==== Entries

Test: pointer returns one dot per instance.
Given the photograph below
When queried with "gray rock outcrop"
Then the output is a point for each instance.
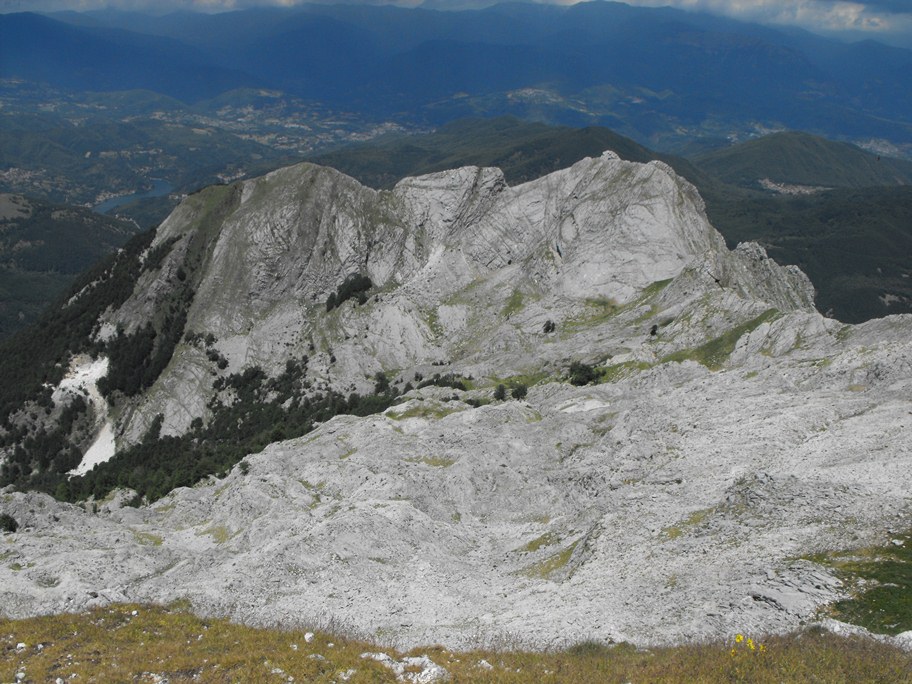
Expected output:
(737, 433)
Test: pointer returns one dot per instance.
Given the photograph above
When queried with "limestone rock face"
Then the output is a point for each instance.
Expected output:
(736, 430)
(464, 266)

========

**What is needed:** Copy every record above exactly as written, but leave out the pictures.

**Exercise answer:**
Test: pointer returns one dot per instance.
Given the photograph below
When queried with "gray rock outcrop"
Then the output is a point for each instance.
Expected output:
(737, 433)
Test: pointer returns one dot per instance.
Given the photograph above
When queried with "limestone rock face"
Then the output is a point for each instance.
Expected output:
(736, 430)
(464, 266)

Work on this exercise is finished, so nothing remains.